■ **INSTRUCTION**:
Write out every line of this listing again, requests included, and add -24 to each coordinate in the answers.

^^^^^^^^^^^^^^^^

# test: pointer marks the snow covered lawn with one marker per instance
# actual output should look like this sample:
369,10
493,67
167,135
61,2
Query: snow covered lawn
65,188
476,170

^^^^^^^^^^^^^^^^

■ **FINAL RESULT**:
# test: pointer marks the snow covered lawn with one marker per instance
# actual output should look like this sample:
369,10
493,67
167,135
61,2
Query: snow covered lawn
41,164
452,146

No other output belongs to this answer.